> [QUOTED TEXT]:
----------------------------------------

How To Write Visionary Fiction

Writing visionary fiction requires three simple steps:

  1. Have visionary experiences
  2. Learn to write
  3. Write about your visionary experiences.
You may feel that this list oversimplifies an intuitive and cognitive discipline that plumbs the heights and depths of the soul. That’s true, but it’s a useful way of looking at the problem.

1. HAVE VISIONARY EXPERIENCES

Years ago, I was researching something, I forget what, and told one of my friends, “I can’t write about that. I’ve never done it.”

He replied, “Do you have to rob a bank to write about it?”

A point well taken. If we must do what we write about, the thriller and crime writers would all be in jail.

Visionary fiction is different than thriller writing. Visionary fiction is about making the world a better place. You can write about that without doing it; indeed, our attempts at transforming the world have had sketchy results.

But an equally large part of visionary fiction is the depiction of elevated states of consciousness, unitive perception, and a whole bunch of other inner states, which are described in transpersonal and religious psychology as well as the mystical branches of many spiritual traditions.

Do you need religious or transcendent experiences to write about them? I think so, depending upon the author’s goal. If you want to tell pretty stories about supernormal beings or events, sure, you can write about them without ever experiencing an inner twinkle.

If the author aims at “lift-off”––giving his/her reader the experience of the transcendent state, which birthed the fiction––the writer needs to know that state intimately. He/she needs to experience what she’s writing about and put it on the page.

Long ago, I was researching Native American shamanic experience. I read everything I could find by shamans. (Not about shamans. If it’s lift off and authenticity you want, the words have to come from someone who has direct contact with higher states of consciousness.)

So, I was studying shamans and read a book by a very famous Native American Teacher. He talked about people coming to him very seriously and telling him wild stories of their visions, which contained supernatural creatures, Native deities, and great sound bite “teachings.” Also visions of past lives. Flying buffalo. Kachinas. Wowie, zowie.

----------------------------------------

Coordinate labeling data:

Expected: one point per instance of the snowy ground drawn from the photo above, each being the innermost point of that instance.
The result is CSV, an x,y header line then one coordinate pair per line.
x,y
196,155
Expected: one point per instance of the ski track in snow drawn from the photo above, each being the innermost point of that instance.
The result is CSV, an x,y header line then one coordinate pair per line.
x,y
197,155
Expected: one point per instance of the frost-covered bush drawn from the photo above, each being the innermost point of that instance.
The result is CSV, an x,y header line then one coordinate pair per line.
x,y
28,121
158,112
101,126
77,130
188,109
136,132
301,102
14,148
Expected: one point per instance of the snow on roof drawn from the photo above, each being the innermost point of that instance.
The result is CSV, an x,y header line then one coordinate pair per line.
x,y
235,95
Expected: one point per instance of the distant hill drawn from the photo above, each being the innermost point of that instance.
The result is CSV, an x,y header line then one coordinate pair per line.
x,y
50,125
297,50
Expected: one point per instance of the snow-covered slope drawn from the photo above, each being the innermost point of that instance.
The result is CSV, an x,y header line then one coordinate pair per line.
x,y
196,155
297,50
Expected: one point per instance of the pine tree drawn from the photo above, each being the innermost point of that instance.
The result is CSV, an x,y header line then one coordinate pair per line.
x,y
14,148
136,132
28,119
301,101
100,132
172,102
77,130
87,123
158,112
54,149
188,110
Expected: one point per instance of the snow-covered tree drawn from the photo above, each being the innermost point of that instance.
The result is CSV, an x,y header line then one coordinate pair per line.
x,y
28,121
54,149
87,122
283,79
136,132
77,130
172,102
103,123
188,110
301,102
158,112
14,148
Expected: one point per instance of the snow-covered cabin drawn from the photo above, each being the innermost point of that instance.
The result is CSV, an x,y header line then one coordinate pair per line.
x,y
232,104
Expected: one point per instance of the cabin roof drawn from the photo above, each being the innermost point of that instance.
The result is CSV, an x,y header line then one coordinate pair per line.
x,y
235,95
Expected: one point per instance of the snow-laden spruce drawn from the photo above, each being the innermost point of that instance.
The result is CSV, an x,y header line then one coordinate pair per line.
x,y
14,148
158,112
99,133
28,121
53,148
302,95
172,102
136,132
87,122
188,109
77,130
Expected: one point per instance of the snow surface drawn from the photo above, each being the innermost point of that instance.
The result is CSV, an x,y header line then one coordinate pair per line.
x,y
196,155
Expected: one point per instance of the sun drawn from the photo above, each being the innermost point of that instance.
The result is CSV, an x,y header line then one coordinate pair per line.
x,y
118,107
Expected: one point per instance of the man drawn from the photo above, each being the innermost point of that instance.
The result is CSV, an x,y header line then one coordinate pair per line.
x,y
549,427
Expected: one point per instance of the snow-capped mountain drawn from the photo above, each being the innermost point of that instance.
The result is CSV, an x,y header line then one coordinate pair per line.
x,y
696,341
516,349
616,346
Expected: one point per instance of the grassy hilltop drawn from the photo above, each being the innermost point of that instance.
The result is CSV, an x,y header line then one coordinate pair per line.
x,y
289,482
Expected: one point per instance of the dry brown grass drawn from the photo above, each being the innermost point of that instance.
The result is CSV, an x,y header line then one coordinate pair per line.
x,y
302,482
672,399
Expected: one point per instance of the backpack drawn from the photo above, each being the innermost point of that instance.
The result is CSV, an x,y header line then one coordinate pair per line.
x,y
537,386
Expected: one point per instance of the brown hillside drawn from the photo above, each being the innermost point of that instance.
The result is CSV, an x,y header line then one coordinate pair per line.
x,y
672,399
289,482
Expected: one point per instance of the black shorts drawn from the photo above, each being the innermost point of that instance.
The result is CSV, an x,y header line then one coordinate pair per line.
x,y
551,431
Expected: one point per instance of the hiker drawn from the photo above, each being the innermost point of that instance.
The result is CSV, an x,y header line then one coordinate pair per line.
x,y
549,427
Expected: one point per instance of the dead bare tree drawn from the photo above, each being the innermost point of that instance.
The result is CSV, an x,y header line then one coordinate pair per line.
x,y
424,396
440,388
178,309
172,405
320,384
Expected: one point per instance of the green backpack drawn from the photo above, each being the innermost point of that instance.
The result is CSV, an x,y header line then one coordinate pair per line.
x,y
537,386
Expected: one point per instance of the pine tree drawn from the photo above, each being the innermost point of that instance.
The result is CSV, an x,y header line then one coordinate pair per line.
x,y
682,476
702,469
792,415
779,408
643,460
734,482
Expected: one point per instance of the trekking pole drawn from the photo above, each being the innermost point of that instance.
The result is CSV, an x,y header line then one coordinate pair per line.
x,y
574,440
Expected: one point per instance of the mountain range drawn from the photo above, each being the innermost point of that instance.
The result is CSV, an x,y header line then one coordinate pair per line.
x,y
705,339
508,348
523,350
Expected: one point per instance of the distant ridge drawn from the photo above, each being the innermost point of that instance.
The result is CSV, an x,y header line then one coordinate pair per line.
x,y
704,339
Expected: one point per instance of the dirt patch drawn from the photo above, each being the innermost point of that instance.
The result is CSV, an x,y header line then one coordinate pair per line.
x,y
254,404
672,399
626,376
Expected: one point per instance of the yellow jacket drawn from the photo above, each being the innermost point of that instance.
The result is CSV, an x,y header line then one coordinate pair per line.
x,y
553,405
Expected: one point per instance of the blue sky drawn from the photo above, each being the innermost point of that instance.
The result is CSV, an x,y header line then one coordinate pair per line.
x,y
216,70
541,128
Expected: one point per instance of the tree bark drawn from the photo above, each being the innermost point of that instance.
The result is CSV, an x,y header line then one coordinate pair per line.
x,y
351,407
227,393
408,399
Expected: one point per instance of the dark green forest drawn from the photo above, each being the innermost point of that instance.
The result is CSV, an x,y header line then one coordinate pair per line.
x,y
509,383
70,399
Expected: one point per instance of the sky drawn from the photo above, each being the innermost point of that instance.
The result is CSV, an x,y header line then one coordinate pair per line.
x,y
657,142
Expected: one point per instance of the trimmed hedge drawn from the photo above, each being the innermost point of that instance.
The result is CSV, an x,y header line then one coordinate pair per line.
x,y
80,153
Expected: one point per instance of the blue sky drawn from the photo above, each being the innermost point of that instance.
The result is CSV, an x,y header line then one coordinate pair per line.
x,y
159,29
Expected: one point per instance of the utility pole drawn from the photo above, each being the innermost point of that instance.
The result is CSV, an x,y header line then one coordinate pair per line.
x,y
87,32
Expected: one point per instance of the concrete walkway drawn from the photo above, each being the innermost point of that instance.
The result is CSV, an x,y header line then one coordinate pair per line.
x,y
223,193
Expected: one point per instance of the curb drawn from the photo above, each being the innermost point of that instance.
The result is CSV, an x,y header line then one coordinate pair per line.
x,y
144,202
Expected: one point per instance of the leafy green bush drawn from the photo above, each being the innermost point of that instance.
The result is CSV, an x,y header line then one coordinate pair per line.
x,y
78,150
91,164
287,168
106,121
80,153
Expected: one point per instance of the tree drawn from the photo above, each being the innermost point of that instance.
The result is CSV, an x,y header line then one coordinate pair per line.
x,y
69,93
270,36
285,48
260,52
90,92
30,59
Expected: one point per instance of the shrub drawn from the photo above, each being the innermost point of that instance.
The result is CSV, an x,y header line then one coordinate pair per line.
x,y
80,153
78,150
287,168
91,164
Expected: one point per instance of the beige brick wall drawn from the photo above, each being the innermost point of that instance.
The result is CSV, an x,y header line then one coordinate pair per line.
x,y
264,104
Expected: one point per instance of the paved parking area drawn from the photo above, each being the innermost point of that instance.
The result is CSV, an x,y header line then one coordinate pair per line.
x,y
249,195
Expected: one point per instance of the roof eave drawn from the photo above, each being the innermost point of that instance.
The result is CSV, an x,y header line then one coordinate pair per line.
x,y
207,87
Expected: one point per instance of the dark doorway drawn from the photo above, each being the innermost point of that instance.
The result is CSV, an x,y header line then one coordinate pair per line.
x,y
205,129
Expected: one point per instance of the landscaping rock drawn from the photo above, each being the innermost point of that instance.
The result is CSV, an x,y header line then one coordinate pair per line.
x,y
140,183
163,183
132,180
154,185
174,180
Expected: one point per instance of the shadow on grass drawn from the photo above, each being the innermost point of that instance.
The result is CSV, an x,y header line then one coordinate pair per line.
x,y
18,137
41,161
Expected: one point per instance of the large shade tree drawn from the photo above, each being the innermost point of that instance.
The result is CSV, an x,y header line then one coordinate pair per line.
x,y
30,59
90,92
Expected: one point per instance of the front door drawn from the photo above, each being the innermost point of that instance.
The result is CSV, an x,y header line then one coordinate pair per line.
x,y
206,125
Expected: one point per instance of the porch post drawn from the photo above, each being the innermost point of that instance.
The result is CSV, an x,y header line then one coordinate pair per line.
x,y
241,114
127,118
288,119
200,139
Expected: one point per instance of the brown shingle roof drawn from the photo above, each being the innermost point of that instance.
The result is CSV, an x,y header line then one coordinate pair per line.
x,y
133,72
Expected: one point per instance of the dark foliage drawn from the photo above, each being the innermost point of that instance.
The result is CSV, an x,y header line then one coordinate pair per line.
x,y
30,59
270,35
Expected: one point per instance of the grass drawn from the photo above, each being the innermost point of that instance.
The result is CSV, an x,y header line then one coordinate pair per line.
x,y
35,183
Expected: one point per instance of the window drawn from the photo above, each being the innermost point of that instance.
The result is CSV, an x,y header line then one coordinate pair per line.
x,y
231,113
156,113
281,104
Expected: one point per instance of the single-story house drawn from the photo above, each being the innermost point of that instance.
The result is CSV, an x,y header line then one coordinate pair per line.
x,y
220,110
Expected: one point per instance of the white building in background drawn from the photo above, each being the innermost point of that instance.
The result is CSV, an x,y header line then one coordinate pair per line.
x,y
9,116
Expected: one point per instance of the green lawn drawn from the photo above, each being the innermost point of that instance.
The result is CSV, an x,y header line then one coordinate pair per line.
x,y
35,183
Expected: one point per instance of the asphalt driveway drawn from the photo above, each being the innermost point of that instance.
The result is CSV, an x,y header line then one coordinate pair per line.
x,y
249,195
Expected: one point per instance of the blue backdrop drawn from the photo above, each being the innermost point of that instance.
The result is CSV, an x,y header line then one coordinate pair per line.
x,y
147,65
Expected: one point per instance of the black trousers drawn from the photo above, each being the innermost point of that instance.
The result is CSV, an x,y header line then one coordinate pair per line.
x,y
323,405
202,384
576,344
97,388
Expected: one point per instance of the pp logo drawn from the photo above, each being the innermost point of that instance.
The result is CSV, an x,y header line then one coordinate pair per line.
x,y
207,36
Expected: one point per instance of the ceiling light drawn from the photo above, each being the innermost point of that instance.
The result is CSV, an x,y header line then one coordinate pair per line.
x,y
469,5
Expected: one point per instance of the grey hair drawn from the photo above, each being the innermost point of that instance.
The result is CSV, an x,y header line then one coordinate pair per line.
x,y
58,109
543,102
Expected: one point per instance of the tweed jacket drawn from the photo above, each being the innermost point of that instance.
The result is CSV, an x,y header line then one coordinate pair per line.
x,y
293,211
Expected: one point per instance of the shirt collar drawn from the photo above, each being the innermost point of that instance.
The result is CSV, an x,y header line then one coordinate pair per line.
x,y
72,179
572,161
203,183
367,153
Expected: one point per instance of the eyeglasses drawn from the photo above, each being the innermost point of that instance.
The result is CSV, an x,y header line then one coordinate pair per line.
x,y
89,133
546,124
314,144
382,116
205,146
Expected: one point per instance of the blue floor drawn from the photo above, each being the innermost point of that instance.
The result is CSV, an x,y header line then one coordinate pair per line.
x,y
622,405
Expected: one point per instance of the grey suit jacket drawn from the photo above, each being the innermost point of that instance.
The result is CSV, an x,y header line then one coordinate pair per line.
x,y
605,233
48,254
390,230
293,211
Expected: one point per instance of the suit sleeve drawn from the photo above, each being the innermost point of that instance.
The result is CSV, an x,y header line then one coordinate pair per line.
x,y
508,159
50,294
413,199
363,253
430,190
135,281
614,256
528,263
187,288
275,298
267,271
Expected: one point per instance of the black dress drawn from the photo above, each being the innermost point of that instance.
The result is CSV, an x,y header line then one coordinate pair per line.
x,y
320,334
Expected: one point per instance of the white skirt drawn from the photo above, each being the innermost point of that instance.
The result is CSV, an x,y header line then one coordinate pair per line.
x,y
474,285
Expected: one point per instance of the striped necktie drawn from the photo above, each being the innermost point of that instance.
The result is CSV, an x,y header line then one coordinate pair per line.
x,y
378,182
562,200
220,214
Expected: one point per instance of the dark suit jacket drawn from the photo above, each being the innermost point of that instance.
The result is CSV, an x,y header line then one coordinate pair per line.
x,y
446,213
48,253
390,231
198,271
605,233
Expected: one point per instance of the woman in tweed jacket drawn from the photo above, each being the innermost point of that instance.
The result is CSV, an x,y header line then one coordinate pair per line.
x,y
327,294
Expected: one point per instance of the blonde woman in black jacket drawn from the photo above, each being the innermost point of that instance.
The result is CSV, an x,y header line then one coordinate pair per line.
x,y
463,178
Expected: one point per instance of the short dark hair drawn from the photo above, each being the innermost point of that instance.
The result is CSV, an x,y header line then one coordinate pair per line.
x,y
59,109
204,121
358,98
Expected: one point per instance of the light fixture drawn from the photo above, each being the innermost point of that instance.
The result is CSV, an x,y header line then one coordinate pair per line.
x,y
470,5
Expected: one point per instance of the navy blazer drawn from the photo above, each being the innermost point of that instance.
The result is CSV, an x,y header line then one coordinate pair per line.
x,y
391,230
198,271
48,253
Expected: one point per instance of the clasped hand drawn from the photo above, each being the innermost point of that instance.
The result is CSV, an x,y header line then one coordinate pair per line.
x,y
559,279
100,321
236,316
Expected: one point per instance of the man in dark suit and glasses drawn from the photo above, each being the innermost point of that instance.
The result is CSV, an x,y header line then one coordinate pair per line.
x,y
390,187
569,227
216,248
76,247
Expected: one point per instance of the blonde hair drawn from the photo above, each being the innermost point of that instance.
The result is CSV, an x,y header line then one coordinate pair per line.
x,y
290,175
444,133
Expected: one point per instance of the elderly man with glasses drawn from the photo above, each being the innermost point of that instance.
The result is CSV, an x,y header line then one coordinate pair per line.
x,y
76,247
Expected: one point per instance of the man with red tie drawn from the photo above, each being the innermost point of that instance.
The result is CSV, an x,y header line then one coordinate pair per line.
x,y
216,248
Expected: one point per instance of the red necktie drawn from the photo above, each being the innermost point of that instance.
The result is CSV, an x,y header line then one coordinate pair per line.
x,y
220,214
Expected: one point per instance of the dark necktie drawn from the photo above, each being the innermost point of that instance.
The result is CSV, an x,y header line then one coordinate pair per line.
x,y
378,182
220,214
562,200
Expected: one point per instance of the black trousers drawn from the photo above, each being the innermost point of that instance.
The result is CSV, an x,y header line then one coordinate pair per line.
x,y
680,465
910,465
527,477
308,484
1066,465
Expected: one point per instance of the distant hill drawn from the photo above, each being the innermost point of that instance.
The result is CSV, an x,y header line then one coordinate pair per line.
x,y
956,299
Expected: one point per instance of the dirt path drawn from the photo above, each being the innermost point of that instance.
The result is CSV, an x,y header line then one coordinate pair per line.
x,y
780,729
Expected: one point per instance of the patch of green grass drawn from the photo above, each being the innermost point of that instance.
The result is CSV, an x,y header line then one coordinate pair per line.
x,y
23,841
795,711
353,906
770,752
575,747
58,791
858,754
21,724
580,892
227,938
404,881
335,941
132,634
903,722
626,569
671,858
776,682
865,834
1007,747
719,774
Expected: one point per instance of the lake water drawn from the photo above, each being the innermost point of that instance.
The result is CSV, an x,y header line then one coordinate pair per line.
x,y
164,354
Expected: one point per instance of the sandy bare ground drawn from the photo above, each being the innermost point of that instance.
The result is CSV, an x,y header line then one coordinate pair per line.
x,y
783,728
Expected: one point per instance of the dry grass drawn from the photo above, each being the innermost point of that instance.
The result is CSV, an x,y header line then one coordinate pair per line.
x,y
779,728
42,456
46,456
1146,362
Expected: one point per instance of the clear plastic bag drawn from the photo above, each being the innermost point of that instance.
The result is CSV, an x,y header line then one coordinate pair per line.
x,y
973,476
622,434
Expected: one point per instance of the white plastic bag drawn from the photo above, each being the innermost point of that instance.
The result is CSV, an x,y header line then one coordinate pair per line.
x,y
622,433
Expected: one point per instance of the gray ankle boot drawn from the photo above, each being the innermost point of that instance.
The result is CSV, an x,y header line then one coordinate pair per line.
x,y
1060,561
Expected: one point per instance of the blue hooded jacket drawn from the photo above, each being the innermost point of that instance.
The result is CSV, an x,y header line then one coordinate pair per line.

----------------------------------------

> [PROBLEM A]:
Answer these questions using the text on writing visionary fiction:
(i) What is the second of the three steps for writing visionary fiction?
(ii) What did the friend ask in reply to "I can't write about that. I've never done it."?
(iii) What did the writer read when researching Native American shamanic experience?
> [PROBLEM B]:
Output the part of the text on writing visionary fiction between "If the author" and "Kachinas. Wowie, zowie.", inclusive.

> [TASK RESPONSE A]:
(i) Learn to write.
(ii) "Do you have to rob a bank to write about it?"
(iii) Everything the writer could find by shamans, not about shamans.

> [TASK RESPONSE B]:
If the author aims at “lift-off”––giving his/her reader the experience of the transcendent state, which birthed the fiction––the writer needs to know that state intimately. He/she needs to experience what she’s writing about and put it on the page.

Long ago, I was researching Native American shamanic experience. I read everything I could find by shamans. (Not about shamans. If it’s lift off and authenticity you want, the words have to come from someone who has direct contact with higher states of consciousness.)

So, I was studying shamans and read a book by a very famous Native American Teacher. He talked about people coming to him very seriously and telling him wild stories of their visions, which contained supernatural creatures, Native deities, and great sound bite “teachings.” Also visions of past lives. Flying buffalo. Kachinas. Wowie, zowie.